Stated task
Change every "biggest circle" in the data below to "largest circle", and reproduce all other text without alteration.
*-*-*
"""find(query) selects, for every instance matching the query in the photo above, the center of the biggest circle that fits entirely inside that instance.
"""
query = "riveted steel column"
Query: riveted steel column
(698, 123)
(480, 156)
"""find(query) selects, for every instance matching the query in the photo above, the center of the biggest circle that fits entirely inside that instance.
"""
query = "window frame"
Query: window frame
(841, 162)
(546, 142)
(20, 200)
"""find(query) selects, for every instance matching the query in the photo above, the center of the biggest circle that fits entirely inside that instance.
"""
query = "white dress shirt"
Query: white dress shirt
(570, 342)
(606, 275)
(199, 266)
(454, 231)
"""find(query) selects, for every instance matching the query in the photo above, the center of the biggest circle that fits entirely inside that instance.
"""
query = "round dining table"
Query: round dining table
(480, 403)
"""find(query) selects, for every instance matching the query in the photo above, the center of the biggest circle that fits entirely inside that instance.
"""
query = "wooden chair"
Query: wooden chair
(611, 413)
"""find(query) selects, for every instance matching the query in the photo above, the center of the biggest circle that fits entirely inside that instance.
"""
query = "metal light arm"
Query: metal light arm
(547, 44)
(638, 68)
*-*-*
Exercise solution
"""find(query) selects, for every instance matching the query in the photo above, the center of the largest circle that fits entirely inside that instance.
"""
query = "riveted steel column"
Query: riveted steel column
(698, 123)
(480, 156)
"""find(query) selects, for every instance matching the query in the photo above, the center of the largest circle that fits entirely inside that instance.
"""
query = "window frame"
Query: window frame
(841, 162)
(546, 142)
(20, 200)
"""find(query) selects, for every instance matching the query in the photo above, the center of the largest circle that fits entirely inside that instance.
"""
query = "white dress shirt"
Query: white dress shirt
(570, 342)
(606, 275)
(199, 266)
(454, 231)
"""find(query) selects, for every instance matching the query in the photo above, the center of the largest circle that fits entirely inside that instance.
"""
query = "round dining table"
Query: round dining table
(480, 403)
"""find(query) selects, for every instance matching the query in the photo above, the center of the largest circle that fits entirely inside that instance.
"""
query = "wooden chair"
Query: wooden chair
(611, 413)
"""find(query) selects, for every instance matching the query in the photo above, the center of the largest circle that fits entirely inside that instance.
"""
query = "metal light arm"
Query: metal light arm
(547, 44)
(638, 68)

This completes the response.